**Selection**

From:Philippe Caquant <herodote92@...>
Date:Monday, August 9, 2004, 19:54
--- John Cowan <jcowan@...> wrote:

> > The oldest known writing systems are based on > meaningful-syllables; > this has been invented three or four times > independently (Sumerian, > Chinese, Mayan for sure; Egyptian possibly). This > system has repeatedly > been simplified, especially when applied to new > languages, to a purely > syllabic system (one symbol for each syllable).
So perhaps that's it: Chinese is still closer to the meaning, the other systems lost themselves on the perdition ways of phonetics. They forgot the essential and sticked to the details :-) (I also think that the idea of making every character included in a perfect square in much more satisfying than having variable length alphabetic words. You can sit before the character meaning "mountain" and meditate, it's much harder when looking at the English word "mountain", or at the French one, "montagne". Chinese seems to give a direct grip onto the world). (snip)

**Extracted entries**
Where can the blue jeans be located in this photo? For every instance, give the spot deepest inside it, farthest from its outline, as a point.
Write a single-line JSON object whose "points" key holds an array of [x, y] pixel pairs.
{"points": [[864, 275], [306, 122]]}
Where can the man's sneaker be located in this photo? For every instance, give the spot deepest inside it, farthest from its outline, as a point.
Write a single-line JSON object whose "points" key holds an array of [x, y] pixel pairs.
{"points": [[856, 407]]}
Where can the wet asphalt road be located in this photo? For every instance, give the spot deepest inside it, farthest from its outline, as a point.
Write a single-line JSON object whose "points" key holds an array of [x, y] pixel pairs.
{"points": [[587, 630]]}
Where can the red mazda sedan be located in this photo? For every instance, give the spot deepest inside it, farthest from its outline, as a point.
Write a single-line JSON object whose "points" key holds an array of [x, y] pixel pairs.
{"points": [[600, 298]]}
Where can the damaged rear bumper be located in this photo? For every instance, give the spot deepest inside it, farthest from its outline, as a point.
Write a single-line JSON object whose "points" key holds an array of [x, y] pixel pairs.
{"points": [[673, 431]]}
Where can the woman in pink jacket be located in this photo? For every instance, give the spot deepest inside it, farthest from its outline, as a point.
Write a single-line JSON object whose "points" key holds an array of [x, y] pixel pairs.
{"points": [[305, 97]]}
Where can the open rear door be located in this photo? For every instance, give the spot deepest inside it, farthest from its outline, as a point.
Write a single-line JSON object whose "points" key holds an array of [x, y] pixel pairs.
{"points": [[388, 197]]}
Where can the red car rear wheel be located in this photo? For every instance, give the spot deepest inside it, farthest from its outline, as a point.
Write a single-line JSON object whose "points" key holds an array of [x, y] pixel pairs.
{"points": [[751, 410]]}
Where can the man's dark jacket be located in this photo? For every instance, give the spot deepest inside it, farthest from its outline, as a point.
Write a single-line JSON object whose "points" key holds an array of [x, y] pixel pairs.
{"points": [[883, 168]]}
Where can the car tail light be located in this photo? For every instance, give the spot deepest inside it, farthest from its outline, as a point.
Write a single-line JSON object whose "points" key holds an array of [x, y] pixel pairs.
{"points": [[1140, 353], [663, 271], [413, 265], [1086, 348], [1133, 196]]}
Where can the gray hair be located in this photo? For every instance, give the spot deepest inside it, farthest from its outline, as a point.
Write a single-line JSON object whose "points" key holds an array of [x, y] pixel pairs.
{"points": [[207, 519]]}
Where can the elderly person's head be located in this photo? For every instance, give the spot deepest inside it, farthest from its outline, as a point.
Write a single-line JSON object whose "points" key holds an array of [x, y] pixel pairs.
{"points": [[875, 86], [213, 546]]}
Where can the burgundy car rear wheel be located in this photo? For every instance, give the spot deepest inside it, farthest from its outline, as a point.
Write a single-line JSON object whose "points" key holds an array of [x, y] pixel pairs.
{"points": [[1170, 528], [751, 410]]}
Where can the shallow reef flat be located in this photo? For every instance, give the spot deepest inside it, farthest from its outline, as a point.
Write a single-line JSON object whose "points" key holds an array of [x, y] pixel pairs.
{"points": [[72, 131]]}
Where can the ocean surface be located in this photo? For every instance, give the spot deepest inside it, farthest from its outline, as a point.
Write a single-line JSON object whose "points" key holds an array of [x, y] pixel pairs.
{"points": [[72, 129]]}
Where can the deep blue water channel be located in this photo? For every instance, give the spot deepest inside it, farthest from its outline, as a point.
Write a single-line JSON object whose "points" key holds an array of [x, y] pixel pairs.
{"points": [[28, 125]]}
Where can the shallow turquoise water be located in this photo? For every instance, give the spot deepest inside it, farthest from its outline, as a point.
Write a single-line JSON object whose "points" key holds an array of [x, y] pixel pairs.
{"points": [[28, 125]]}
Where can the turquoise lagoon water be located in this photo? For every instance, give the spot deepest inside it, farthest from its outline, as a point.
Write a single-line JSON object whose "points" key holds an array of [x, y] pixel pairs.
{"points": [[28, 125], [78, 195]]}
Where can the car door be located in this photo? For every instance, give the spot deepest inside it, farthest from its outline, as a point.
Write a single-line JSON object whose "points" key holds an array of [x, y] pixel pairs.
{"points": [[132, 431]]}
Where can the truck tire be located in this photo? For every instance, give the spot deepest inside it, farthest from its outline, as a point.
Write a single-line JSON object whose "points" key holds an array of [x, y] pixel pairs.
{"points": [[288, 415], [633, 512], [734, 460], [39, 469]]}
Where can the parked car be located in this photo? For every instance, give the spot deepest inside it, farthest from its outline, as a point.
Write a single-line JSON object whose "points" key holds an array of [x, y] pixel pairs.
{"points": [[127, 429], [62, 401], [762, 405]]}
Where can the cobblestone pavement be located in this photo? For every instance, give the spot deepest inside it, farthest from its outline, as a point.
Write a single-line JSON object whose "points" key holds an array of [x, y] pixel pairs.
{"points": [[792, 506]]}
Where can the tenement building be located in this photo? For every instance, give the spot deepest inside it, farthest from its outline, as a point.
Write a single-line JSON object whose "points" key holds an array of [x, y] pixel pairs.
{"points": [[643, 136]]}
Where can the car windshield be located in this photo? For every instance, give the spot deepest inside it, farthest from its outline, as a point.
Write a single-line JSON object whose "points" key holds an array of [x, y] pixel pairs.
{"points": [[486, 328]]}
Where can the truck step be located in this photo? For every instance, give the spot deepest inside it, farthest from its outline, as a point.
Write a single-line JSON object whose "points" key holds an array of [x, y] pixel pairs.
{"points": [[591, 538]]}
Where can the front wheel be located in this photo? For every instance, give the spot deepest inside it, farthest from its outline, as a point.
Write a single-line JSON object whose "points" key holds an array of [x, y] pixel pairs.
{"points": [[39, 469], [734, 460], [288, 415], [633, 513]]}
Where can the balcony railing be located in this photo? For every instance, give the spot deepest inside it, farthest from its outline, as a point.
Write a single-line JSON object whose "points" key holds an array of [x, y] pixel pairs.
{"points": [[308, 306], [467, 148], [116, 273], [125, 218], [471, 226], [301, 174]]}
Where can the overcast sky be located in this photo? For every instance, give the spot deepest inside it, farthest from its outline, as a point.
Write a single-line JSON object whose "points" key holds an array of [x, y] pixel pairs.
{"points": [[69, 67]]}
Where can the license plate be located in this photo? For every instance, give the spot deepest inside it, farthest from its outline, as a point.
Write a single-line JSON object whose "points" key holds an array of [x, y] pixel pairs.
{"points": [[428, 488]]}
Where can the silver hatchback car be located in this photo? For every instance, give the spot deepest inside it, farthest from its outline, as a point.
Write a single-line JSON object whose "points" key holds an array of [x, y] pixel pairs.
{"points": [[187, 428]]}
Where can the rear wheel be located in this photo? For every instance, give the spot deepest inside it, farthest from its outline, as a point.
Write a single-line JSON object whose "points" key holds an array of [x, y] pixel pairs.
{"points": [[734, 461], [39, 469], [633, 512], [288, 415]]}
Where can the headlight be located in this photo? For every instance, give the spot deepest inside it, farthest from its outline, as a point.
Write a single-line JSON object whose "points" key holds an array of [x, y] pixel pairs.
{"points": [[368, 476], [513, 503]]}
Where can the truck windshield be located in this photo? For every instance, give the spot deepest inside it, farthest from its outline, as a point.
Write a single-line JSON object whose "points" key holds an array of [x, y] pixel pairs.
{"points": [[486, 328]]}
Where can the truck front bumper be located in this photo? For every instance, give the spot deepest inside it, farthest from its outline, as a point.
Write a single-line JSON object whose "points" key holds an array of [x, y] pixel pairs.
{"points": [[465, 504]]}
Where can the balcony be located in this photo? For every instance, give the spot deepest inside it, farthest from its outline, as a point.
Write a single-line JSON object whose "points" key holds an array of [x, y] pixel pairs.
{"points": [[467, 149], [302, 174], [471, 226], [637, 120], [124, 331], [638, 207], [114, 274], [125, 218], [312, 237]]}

**Set tasks**
[A] From the message on writing systems, return the passage from "From:Philippe Caquant <herodote92@...>" up to and including "for each syllable).".
[B] In the message on writing systems, what French word for "mountain" does the writer give?
[C] Summarize the message on writing systems in two sentences.

**Full answers**
[A]
From:Philippe Caquant <herodote92@...>
Date:Monday, August 9, 2004, 19:54
--- John Cowan <jcowan@...> wrote:

> > The oldest known writing systems are based on > meaningful-syllables; > this has been invented three or four times > independently (Sumerian, > Chinese, Mayan for sure; Egyptian possibly). This > system has repeatedly > been simplified, especially when applied to new > languages, to a purely > syllabic system (one symbol for each syllable).

[B] Montagne.

[C] A quoted passage says the oldest writing systems use meaningful syllables, were invented independently three or four times, and were repeatedly simplified into purely syllabic systems. The writer suggests that Chinese stays closer to meaning while other systems drifted into phonetics, and finds characters fitted into a perfect square more satisfying than variable-length alphabetic words such as "mountain" or "montagne."